[[ Data provided open ]]

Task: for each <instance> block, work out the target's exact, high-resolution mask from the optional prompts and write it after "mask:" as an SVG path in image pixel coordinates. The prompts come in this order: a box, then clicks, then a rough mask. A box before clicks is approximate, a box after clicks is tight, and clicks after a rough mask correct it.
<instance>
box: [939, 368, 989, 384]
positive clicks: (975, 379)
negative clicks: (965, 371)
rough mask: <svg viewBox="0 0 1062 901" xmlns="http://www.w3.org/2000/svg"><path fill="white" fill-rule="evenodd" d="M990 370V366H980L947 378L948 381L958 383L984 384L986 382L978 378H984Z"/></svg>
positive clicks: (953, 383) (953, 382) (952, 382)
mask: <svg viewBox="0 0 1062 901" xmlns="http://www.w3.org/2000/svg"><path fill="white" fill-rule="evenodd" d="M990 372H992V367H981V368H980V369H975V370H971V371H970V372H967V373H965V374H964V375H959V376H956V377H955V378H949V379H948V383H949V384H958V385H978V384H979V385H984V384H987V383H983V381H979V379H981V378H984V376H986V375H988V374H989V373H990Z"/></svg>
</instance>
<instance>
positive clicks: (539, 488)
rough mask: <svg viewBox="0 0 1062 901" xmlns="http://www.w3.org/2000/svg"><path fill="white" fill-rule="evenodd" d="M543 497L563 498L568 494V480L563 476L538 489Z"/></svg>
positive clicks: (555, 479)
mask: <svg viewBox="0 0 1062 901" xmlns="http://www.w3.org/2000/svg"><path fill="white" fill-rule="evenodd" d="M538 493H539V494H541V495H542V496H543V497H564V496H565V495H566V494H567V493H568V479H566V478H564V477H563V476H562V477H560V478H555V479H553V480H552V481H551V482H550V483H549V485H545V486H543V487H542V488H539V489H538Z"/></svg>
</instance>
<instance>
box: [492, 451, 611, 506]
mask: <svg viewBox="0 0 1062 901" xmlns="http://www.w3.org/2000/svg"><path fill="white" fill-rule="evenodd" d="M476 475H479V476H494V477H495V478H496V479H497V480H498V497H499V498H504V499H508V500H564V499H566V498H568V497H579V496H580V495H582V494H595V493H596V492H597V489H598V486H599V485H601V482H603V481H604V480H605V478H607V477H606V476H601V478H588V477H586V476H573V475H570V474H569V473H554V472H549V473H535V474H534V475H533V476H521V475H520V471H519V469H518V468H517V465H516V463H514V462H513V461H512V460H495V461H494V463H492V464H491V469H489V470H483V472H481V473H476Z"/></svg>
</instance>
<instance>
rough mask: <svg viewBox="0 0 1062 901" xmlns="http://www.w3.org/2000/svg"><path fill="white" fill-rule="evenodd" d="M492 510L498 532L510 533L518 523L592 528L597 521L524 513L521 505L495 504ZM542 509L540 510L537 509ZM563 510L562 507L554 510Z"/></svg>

[[ Data provided closed ]]

• **Goal of the exercise**
In the data above, find each line that has the word "rough" and copy it out.

• **Your solution**
Task: for each <instance> block, work out the target's exact, high-resolution mask from the optional prompts and write it after "mask:" as an SVG path in image pixel coordinates. The prompts come in this order: a box, then clicks, then a rough mask. A box before clicks is approximate, a box after clicks is tight, and clicks after a rough mask correct it.
rough mask: <svg viewBox="0 0 1062 901" xmlns="http://www.w3.org/2000/svg"><path fill="white" fill-rule="evenodd" d="M990 370V366H980L947 378L948 381L958 383L984 384L986 382L978 378H984Z"/></svg>
rough mask: <svg viewBox="0 0 1062 901" xmlns="http://www.w3.org/2000/svg"><path fill="white" fill-rule="evenodd" d="M543 497L563 498L568 494V480L563 476L538 489Z"/></svg>
rough mask: <svg viewBox="0 0 1062 901" xmlns="http://www.w3.org/2000/svg"><path fill="white" fill-rule="evenodd" d="M492 510L498 532L510 533L518 523L592 528L597 521L524 513L521 505L495 504ZM542 509L540 510L537 509ZM563 510L562 507L554 510Z"/></svg>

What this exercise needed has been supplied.